------ Texte extrait
L’échec si violent et si patent des pères est cette ténébreuse trappe que la jeunesse africaine, désabusée et s’illusionnant complètement sur Whiteland, veut fuir par tous les moyens, quitte pour certains, les malchanceux, à trouver la mort sur cette route interlope et hasardeuse du chacun-pour-soi. Dans le désert brûlant par exemple. Ou noyés dans la Méditerranéepolluée. Fuir pour se heurter brutalement à l’exclusion dans un espace économique et social cuirassé par l’individualisme à outrance. Cet immense sacrifice humain est rendu à quelle idole, sur quel autel, et à quelle sinistre fin ? La conservation mordicus du pouvoir de faire la pluie et le beau temps dans des enclos nommés nations? Contre tout bon sens et jusqu’à l’absurdité ?
Mea culpa
De fait, rien ne peut s’édifier sur une telle base qui ne finirait tôt ou tard par s’écrouler sous le propre poids de cette monstrueuse pesanteur et de cette colossale inanité. Et surtout pas le développement durable. Il faut en effet d’autres fondations à cet horizon, d’autres murs de soutènement que la rivalité mimétique, la duplicité, l’hypocrisie, la veulerie, la vanité et l’incivilité qui affligent tant et tant le quotidien on ne peut plus odieux de notre société camerounaise pervertie par le lucre et la soumission à son influence décidément virale. Est-ce que les responsables objectifs du Fiasco sauront faire mea culpa et ouvrir enfin la voie à une authentique alternance? Le compte (ou alors le conte ?) à rebours vers cette échéance historique est d’ores et déjà sur les rails.
------------
------ Données sources
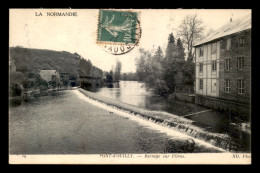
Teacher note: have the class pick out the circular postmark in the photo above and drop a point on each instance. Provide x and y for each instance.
(118, 31)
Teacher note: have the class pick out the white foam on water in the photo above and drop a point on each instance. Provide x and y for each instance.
(144, 122)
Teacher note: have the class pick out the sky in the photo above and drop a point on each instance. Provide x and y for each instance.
(79, 34)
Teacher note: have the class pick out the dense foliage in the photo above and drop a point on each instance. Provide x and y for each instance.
(164, 73)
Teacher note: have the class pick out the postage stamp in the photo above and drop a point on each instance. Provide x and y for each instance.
(118, 31)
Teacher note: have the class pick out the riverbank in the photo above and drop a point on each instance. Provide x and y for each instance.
(175, 122)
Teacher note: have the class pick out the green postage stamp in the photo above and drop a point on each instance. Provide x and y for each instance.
(118, 31)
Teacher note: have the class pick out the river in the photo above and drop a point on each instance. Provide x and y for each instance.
(64, 123)
(135, 93)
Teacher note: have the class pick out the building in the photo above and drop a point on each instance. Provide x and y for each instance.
(64, 77)
(223, 68)
(50, 76)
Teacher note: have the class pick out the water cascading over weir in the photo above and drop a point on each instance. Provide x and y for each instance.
(172, 121)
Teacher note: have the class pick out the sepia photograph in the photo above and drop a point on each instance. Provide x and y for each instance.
(129, 86)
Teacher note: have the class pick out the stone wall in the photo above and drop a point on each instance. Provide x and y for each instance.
(234, 74)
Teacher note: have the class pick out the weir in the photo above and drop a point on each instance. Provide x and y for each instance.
(173, 122)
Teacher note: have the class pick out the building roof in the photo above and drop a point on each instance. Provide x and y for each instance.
(47, 74)
(235, 26)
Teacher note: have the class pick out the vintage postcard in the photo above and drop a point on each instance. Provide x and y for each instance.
(130, 86)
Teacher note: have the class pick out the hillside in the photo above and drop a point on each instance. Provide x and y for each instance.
(29, 60)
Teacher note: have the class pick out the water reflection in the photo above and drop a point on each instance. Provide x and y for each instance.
(135, 93)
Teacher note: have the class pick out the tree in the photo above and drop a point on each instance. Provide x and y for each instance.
(149, 69)
(191, 31)
(118, 70)
(173, 63)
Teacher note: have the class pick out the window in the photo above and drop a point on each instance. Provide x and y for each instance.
(227, 85)
(214, 65)
(227, 64)
(240, 86)
(228, 43)
(201, 84)
(241, 41)
(213, 48)
(213, 85)
(240, 63)
(201, 67)
(201, 51)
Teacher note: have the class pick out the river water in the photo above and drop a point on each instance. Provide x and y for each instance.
(65, 123)
(135, 93)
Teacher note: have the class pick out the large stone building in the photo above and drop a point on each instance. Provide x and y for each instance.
(223, 68)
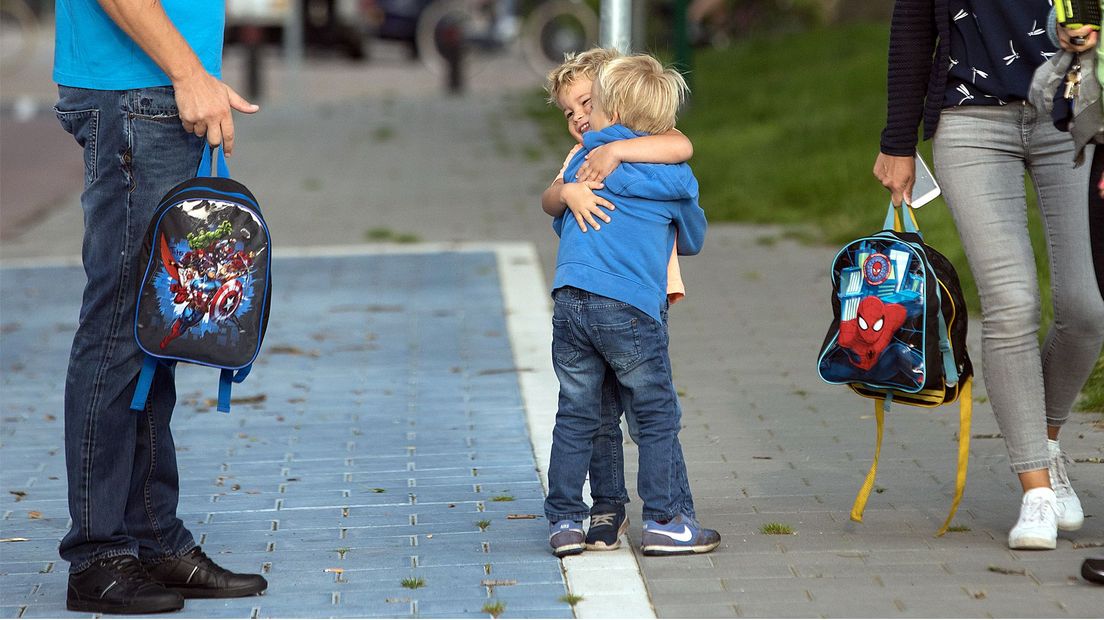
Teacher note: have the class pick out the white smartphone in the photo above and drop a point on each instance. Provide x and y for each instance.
(925, 189)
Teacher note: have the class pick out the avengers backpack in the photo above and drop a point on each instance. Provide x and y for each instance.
(899, 333)
(205, 286)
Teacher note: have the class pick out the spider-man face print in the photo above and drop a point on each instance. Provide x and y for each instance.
(871, 331)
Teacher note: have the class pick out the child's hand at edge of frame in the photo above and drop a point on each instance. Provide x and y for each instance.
(600, 163)
(585, 205)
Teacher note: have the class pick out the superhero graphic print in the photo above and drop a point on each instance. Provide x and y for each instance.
(881, 332)
(203, 279)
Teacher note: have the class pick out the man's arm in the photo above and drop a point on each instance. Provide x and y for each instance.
(204, 103)
(665, 148)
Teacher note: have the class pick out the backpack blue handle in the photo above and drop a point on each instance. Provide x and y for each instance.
(207, 169)
(900, 217)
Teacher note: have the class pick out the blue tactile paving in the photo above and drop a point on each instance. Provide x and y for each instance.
(379, 427)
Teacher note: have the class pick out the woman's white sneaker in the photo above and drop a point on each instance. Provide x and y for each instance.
(1070, 514)
(1038, 525)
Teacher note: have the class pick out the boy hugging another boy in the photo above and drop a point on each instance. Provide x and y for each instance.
(609, 312)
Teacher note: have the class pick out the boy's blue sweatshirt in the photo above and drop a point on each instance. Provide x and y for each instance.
(627, 258)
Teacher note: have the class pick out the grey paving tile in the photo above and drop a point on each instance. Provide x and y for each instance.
(351, 462)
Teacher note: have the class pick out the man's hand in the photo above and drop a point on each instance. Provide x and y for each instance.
(600, 163)
(1067, 35)
(585, 205)
(898, 174)
(207, 108)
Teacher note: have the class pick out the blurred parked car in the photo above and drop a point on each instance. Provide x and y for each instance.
(340, 25)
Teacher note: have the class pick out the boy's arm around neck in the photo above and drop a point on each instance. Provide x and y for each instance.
(665, 148)
(690, 220)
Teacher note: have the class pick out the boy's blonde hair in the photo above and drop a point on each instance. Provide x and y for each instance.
(582, 65)
(640, 93)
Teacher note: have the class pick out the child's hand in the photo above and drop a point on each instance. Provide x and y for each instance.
(585, 205)
(600, 163)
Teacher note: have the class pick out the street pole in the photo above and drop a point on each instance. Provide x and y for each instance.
(683, 53)
(616, 24)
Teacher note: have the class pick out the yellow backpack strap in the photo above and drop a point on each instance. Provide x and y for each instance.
(860, 500)
(965, 408)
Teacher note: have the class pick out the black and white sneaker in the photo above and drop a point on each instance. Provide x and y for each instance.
(608, 522)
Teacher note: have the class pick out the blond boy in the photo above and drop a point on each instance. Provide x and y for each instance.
(609, 311)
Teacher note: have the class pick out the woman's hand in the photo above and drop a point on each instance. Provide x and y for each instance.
(1067, 35)
(898, 174)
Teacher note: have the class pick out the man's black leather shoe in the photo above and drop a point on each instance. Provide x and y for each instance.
(1092, 569)
(119, 585)
(198, 576)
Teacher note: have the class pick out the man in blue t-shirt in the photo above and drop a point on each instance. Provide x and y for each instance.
(139, 89)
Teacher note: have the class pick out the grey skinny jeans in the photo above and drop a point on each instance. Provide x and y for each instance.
(980, 155)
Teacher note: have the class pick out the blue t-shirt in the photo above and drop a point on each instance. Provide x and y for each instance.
(995, 47)
(92, 52)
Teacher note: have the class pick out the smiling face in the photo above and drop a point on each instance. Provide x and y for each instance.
(575, 103)
(600, 117)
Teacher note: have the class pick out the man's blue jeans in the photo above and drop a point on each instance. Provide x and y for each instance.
(121, 465)
(590, 334)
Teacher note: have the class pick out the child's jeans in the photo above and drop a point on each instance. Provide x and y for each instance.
(607, 458)
(591, 333)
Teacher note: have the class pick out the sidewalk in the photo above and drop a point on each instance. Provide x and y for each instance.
(765, 440)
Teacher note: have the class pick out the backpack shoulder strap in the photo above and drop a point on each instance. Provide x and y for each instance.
(145, 381)
(965, 410)
(868, 484)
(226, 378)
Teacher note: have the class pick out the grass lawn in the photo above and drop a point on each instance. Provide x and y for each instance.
(786, 130)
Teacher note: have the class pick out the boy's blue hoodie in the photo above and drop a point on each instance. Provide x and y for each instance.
(627, 258)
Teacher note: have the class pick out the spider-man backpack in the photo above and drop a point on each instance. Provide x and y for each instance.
(203, 297)
(899, 333)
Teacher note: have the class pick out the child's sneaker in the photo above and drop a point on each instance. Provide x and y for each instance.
(1070, 514)
(607, 524)
(678, 536)
(1038, 525)
(566, 537)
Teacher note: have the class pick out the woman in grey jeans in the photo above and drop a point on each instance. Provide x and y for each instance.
(965, 66)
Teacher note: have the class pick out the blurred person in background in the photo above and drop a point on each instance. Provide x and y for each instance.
(1079, 43)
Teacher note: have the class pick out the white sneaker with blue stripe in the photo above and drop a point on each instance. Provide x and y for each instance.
(678, 536)
(566, 537)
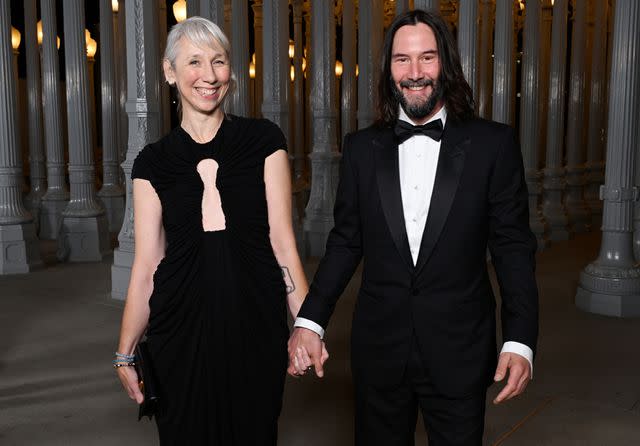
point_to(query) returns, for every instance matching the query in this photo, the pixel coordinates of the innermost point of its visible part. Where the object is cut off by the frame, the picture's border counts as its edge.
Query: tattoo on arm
(288, 280)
------------
(Explorer le document):
#1 Restituez à l'identique le passage du texte extrait qui commence par « L’échec si violent » et se poursuit jusqu'à « jusqu’à l’absurdité ? ».
#2 Répondez brièvement à partir du texte extrait.
(a) Outre le désert, dans quelle mer certains jeunes trouvent-ils la mort ?
(b) Quelle société le texte qualifie-t-il de « pervertie par le lucre » ?
(c) Qu'est-ce qui, « surtout pas », ne peut s'édifier sur une telle base ?
Les items ne sont d'aucune utilité pour ce travail.

(Réponses dans l'ordre):
#1
L’échec si violent et si patent des pères est cette ténébreuse trappe que la jeunesse africaine, désabusée et s’illusionnant complètement sur Whiteland, veut fuir par tous les moyens, quitte pour certains, les malchanceux, à trouver la mort sur cette route interlope et hasardeuse du chacun-pour-soi. Dans le désert brûlant par exemple. Ou noyés dans la Méditerranéepolluée. Fuir pour se heurter brutalement à l’exclusion dans un espace économique et social cuirassé par l’individualisme à outrance. Cet immense sacrifice humain est rendu à quelle idole, sur quel autel, et à quelle sinistre fin ? La conservation mordicus du pouvoir de faire la pluie et le beau temps dans des enclos nommés nations? Contre tout bon sens et jusqu’à l’absurdité ?

#2
(a) La Méditerranée.
(b) La société camerounaise.
(c) Le développement durable.